Short exercise A | For the kiwi ban post below, decide whether each statement agrees with it. Answer yes or no and quote the deciding words. (i) MIPAG voted to designate Actinidia arguta as likely invasive in Massachusetts. (ii) Emailed comments were accepted until 5 PM on January 11. (iii) Kiwiberries are described as having a profit value above $20,000 per acre.
Short exercise B |
Using the kiwi ban post below, answer each question:
(i) At which university is Dr. Iago Hale an assistant professor?
(ii) On what date was the hearing held?
(iii) In how many places does the poster say kiwi has been shown to be invasive?

Selected excerpt |
★ ★ ★ ★
Author Topic: Mass wants to ban kiwi  (Read 2458 times)

Offline surfivor

  • Survival Veteran
  • ********
  • Posts: 7124
  • Karma: 105
Mass wants to ban kiwi
« on: January 09, 2017, 12:17:01 PM »
Our state wants to ban kiwi. Apparently it has shown to be invasive in only 3 places. In addition, this is likely yo lead to it being banned in all new england states ..

https://www.meetup.com/Boston-Permaculture/boards/view/viewthread?thread=50498263

"Dr. Iago Hale, Assistance Professor of Speciality Crop Improvement at UNH, has issued a CALL TO ACTION in response to a proposal from the Massachusetts Department of Agricultural Resource to place hardy kiwi on the restricted/prohibited plant list for the state. Comments must be made in person at the hearing on January 10 or emailed by 5 PM on the 10th. See his letter for further details."

==================


https://paradiselotblog.wordpress.com/2017/01/05/call-to-action-hardy-kiwi-may-be-illegal-to-grow-in-new-england/


The Massachusetts Invasive Plant Advisory Group (MIPAG) has voted to designate a locally-produced species of kiwifruit (Actinidia arguta; a.k.a. the kiwiberry) as “likely invasive” in the state and has petitioned to have it added to the Mass. Department of Agricultural Resources (MADR) statewide prohibited plant list – on questionable grounds, according to Dr. Iago Hale, assistant professor of specialty crop improvement at the University of New Hampshire. Such an unprecedented listing of a commercialized fruit crop will, says Hale, prohibit Massachusetts farmers from growing kiwiberries, a low-input perennial specialty crop with a profit value exceeding $20,000/acre; and will deny Massachusetts residents the ability to buy kiwiberries from their grocery stores and farmers’ markets, even if the berries are produced out of state. Much of the evidence provided by MIPAG in this case is anecdotal or speculative, says Hale, adding that in many instances the claims are false.
★ ★ ★ ★
Dataset excerpts |

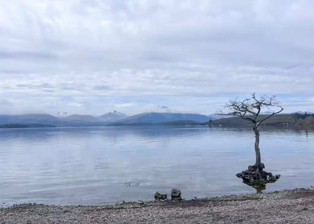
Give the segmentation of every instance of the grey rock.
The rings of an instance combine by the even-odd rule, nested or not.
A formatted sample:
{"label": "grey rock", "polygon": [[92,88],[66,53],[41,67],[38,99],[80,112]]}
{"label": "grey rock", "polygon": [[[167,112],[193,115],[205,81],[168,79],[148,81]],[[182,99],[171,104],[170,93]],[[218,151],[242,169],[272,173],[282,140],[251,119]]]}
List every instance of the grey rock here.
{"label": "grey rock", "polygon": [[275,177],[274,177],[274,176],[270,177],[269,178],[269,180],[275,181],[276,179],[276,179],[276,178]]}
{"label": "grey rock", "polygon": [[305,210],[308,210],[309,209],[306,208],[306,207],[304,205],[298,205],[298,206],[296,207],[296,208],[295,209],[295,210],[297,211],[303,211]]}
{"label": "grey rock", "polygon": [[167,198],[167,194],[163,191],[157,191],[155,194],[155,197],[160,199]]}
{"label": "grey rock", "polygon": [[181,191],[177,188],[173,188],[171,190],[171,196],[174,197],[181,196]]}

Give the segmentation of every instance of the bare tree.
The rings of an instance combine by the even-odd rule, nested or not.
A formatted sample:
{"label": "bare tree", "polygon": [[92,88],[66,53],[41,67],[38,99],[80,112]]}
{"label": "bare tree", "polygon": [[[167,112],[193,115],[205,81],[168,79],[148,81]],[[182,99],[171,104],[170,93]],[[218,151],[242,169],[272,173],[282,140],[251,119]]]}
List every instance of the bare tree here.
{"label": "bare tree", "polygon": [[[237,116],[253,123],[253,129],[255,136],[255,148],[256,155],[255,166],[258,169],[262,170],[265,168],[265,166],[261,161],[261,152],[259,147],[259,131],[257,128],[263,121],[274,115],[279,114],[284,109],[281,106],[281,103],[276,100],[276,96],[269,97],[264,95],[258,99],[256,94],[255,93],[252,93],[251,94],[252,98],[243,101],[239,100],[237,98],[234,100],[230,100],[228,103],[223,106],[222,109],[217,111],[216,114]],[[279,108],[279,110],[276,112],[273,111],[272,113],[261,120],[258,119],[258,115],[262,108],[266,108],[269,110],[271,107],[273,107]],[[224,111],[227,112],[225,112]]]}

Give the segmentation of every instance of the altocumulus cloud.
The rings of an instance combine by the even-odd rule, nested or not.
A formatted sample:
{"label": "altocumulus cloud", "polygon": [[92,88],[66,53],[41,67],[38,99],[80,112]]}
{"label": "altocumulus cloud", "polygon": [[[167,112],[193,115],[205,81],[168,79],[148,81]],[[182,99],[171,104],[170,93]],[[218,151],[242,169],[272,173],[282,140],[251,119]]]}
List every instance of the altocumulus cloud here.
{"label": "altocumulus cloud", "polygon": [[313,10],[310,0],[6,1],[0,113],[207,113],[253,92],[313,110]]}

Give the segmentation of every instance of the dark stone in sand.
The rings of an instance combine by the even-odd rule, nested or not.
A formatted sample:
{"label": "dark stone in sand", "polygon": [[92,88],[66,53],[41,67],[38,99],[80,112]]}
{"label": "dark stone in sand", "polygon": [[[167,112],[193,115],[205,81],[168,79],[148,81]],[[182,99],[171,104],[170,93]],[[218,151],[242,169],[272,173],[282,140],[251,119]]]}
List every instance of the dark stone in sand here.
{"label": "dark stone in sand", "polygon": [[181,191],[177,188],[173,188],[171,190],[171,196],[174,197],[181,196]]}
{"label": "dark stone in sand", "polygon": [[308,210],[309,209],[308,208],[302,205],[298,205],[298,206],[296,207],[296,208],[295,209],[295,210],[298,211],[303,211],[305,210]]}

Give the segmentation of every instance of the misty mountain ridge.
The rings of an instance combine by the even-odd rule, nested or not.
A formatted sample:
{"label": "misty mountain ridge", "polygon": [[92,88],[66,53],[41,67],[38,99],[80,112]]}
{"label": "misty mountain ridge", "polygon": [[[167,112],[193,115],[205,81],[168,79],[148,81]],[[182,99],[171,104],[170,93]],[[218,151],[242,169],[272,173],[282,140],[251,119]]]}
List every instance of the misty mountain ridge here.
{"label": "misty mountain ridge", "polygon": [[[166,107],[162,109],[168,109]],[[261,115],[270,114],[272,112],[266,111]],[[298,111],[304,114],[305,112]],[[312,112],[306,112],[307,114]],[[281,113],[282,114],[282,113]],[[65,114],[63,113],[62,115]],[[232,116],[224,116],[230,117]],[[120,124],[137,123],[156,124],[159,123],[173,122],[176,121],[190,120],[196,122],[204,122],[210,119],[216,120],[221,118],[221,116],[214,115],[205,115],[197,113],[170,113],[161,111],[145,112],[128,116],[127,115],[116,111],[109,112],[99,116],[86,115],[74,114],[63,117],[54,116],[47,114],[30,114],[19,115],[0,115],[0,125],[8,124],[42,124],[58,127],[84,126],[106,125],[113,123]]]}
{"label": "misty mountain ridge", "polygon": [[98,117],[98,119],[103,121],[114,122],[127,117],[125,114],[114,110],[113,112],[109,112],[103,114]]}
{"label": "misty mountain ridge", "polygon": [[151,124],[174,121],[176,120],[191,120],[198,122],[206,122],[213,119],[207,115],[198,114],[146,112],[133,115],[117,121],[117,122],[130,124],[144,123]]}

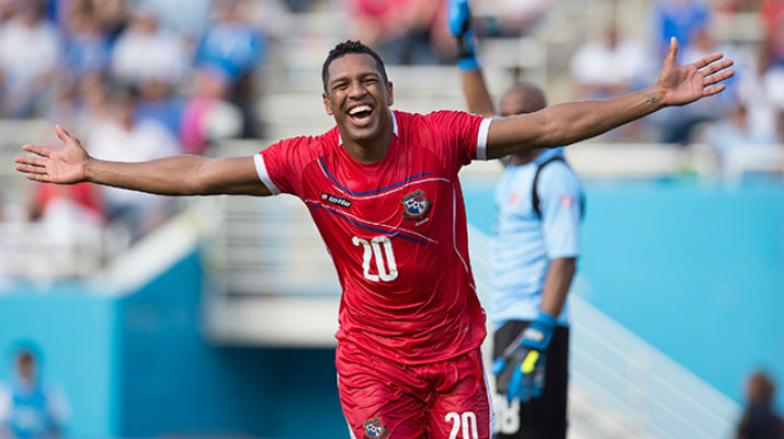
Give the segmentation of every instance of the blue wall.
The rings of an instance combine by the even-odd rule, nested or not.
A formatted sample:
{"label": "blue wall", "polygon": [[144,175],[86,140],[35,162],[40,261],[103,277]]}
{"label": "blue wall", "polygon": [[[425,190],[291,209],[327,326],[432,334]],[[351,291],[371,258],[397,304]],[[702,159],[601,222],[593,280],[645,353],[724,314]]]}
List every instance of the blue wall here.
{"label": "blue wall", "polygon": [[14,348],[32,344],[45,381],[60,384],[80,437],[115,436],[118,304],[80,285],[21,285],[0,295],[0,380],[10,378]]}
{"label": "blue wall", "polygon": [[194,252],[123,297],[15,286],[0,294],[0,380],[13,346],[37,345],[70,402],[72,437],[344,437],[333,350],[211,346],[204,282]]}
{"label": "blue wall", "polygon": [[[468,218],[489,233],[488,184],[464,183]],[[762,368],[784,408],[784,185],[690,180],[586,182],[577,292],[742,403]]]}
★ ★ ★ ★
Exercise solution A |
(i) Yes: "has voted to designate a locally-produced species of kiwifruit (Actinidia arguta; a.k.a. the kiwiberry) as “likely invasive” in the state"
(ii) No: "Comments must be made in person at the hearing on January 10 or emailed by 5 PM on the 10th."
(iii) Yes: "a low-input perennial specialty crop with a profit value exceeding $20,000/acre"

Exercise solution B |
(i) The University of New Hampshire
(ii) January 10
(iii) 3